REQUIRED TASK: Rewrite the stretch from the line containing "For every instance of the player's bare" through the line containing "x=360 y=211", putting "uncovered arm" in place of "bare arm" and keeping everything else the same. Give back only those lines.
====== DATA ROWS
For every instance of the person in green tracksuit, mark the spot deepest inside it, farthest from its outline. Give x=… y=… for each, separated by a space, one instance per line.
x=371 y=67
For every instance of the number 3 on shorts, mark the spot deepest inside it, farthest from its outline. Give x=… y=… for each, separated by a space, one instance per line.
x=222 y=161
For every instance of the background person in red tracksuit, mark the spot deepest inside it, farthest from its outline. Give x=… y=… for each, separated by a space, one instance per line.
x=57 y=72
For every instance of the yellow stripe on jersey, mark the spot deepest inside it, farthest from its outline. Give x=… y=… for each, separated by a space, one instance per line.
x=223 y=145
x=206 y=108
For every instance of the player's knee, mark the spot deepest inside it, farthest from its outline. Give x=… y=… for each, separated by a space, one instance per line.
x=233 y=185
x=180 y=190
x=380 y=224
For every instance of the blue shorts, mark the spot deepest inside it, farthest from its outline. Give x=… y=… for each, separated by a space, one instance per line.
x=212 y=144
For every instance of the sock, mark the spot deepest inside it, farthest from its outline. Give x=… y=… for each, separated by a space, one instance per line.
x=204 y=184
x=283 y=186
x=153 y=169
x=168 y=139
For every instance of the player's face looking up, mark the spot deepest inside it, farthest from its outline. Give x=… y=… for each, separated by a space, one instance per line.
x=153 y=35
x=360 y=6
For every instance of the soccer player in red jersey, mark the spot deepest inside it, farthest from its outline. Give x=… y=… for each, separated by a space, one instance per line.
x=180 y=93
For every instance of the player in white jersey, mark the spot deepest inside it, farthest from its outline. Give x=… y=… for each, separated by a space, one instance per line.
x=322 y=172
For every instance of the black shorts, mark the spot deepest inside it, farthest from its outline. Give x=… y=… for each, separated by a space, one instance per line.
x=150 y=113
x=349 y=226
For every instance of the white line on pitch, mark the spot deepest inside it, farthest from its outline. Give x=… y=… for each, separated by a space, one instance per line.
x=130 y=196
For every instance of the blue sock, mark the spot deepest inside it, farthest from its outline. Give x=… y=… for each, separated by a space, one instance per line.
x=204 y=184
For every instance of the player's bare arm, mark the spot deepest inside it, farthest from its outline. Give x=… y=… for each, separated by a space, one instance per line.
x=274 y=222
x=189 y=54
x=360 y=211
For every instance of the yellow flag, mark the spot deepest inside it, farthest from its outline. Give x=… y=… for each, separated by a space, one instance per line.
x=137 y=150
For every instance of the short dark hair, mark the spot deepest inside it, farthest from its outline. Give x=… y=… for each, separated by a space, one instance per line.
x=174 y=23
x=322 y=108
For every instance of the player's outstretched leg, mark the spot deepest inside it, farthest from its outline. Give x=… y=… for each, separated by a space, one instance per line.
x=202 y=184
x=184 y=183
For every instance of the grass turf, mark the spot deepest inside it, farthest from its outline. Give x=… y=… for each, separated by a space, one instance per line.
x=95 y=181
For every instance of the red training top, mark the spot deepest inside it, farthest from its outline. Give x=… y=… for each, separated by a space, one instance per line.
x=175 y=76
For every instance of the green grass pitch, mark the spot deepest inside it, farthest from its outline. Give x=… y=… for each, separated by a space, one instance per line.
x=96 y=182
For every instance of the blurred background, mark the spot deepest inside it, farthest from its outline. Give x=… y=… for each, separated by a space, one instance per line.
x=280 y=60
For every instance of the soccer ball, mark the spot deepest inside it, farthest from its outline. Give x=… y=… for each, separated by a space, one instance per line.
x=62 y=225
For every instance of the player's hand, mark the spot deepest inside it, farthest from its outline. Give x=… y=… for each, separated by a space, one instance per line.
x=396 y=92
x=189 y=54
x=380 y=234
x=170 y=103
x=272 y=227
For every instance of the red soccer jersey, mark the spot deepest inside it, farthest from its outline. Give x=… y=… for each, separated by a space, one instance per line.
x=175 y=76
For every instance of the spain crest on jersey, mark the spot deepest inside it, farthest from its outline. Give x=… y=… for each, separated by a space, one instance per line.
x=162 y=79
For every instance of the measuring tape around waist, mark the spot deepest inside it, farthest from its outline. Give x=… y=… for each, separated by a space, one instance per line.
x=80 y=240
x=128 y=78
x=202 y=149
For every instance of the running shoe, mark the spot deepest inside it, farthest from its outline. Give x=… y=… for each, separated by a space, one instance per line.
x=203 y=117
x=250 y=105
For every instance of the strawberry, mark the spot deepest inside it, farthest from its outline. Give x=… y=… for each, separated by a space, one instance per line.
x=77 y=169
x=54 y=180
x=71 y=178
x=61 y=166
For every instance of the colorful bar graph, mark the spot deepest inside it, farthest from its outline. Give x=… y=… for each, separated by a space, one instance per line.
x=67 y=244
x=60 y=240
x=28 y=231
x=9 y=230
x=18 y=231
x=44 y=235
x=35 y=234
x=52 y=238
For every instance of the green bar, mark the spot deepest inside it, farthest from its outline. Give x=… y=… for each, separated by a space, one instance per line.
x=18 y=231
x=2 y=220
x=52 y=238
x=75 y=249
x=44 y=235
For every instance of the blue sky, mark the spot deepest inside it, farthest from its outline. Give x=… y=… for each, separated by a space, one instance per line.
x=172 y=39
============
WRITTEN REPLY:
For every instance of the player's uncovered arm, mark the spot deepest inside it, farthest from its outline. Give x=… y=… for each, separated by a space, one instance per line.
x=274 y=222
x=189 y=54
x=360 y=211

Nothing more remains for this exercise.